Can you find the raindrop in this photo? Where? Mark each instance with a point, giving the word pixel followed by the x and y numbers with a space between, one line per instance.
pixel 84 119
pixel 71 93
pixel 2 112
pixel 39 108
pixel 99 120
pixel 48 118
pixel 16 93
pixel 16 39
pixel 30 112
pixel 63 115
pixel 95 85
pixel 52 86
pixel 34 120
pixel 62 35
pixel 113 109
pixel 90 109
####
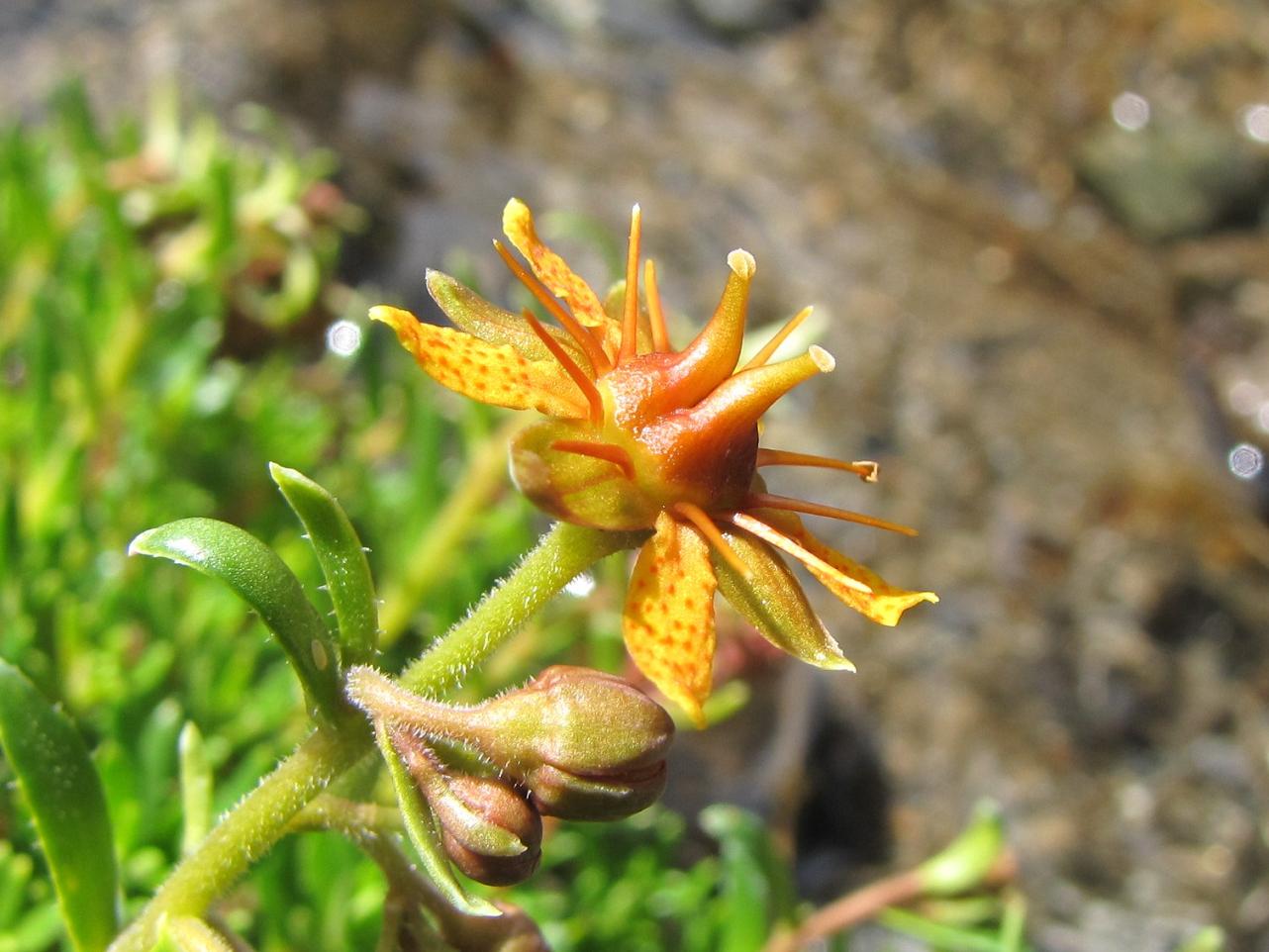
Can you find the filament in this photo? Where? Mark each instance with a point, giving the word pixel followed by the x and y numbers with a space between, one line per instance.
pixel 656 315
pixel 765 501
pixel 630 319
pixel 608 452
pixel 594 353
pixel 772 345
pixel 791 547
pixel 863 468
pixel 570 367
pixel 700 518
####
-- Task instructions --
Rewrite the rows between the line holding "Can you find the raindrop" and the line holding "pixel 90 109", inclusive, changing "raindrop" to "snowflake" and leaving everything else unchanged.

-- Exercise output --
Can you find the snowflake in this photo? Where? Mark each instance with a point, giving the word pixel followed by the x and y numbers with a space between, one line per instance.
pixel 84 119
pixel 71 93
pixel 2 112
pixel 39 108
pixel 99 120
pixel 48 118
pixel 16 93
pixel 16 39
pixel 30 112
pixel 63 115
pixel 95 85
pixel 52 86
pixel 34 120
pixel 62 35
pixel 113 109
pixel 90 109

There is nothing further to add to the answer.